Problem to solve
What follows is a set of records, each of which is to be written out exactly.

Material provided
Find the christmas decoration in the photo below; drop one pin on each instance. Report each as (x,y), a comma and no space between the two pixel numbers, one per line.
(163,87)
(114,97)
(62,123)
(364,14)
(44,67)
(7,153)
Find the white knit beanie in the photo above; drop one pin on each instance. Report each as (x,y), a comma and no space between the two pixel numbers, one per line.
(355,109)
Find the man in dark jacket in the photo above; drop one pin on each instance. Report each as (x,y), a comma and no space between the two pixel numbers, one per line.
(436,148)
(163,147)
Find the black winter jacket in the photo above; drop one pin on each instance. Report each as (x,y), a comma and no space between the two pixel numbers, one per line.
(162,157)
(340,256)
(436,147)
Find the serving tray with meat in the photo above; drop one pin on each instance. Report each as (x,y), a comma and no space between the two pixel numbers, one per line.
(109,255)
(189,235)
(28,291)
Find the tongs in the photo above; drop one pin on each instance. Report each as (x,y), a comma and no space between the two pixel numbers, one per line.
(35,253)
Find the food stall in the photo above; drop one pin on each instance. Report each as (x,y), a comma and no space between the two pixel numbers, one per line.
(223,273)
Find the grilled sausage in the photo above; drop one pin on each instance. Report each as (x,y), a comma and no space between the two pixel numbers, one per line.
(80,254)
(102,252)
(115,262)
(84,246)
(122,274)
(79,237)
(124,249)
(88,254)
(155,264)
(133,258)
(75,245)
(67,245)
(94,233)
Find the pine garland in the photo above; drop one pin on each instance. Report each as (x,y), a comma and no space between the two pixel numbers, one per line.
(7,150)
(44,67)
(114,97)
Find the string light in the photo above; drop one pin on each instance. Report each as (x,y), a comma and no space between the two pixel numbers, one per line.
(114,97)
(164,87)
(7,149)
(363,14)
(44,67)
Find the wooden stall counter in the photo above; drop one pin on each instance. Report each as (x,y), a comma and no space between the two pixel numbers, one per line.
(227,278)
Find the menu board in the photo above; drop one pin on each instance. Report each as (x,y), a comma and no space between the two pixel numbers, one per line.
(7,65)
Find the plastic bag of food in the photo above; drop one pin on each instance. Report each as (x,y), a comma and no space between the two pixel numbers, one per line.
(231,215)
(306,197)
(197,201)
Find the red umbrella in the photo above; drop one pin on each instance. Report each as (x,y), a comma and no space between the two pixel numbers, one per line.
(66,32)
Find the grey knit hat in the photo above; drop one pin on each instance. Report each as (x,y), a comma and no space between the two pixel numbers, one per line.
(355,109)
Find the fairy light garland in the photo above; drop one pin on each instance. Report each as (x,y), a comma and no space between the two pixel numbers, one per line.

Solved problem
Find the christmas decoration in the photo below; drop one pin on each instance. Report each as (x,y), a comma and no space between the two pixel numbers, one per line.
(163,87)
(114,97)
(62,123)
(364,14)
(44,67)
(7,153)
Find the white knit beanie in the photo above; drop one pin on each instance. Report each as (x,y), a comma and no space between the two pixel numbers, one per line.
(355,109)
Find the man in dark jacket in the photo above; drop one pin on each instance. Report each as (x,y), a comma and no space between the two pixel numbers, one per line.
(436,148)
(163,147)
Find the black winter jacket in the photo above; drop one pin on each instance. Report each as (x,y), a comma and no space between the two pixel numbers, one per line.
(162,157)
(340,256)
(436,147)
Find the serving tray with meat in the photo above; drop one pin on each instance. Report each as (x,y), a comma and no space between the two pixel numbers, one per line.
(109,255)
(189,235)
(28,291)
Find the tongs in the photo above; drop one pin on each instance. Report each as (x,y), a comma and no space between the two pixel numbers, one per line.
(35,253)
Find the food stall in the photo above; drop one pin on each instance. Report each as (x,y), a comma and no space between the two pixel numbers, one per line.
(223,273)
Find the grilled sausage in the photo above; drop one pin on each instance. Report each as (x,y), a comma and no space between the two pixel numbers, one per line.
(80,254)
(102,252)
(115,262)
(84,246)
(122,274)
(79,237)
(124,249)
(88,254)
(155,264)
(133,258)
(75,245)
(67,245)
(94,233)
Find the pine garland in the photo above; drop one pin on each instance. Report each as (x,y), a comma and no space between the two pixel numbers, one per line.
(7,150)
(44,67)
(114,97)
Find the string light in the photo above; drop one pin on each instance. Report each as (x,y), a comma and no space between the two pixel numbers, one per line.
(114,97)
(164,87)
(7,149)
(363,14)
(44,67)
Find the wooden stall counter in the photo above; drop one pin on each instance. Report each as (x,y), a comma and no space between the two pixel numbers, one per line.
(227,278)
Find the menu board in the photo above; drop one pin on each instance. Report each as (x,y), a comma and no space between the two pixel numbers, one per line.
(7,65)
Find the plastic bag of food in the photo above; drop one pin on each instance. Report each as (x,y), a comma and no space between the two pixel numbers, one per line.
(231,215)
(306,197)
(197,201)
Find the red umbrella in the photo above; drop one pin on each instance. Report each as (x,y), a comma and no space between the two pixel numbers, one per line.
(66,32)
Find the grey knit hat in the photo above; drop one pin on each instance. Report each as (x,y), a comma and no space between the two pixel numbers, one per line.
(355,109)
Find the fairy light garland in the photo above; drop one pin on each instance. Report each as (x,y), a comma and no space between the two pixel numbers, one per line.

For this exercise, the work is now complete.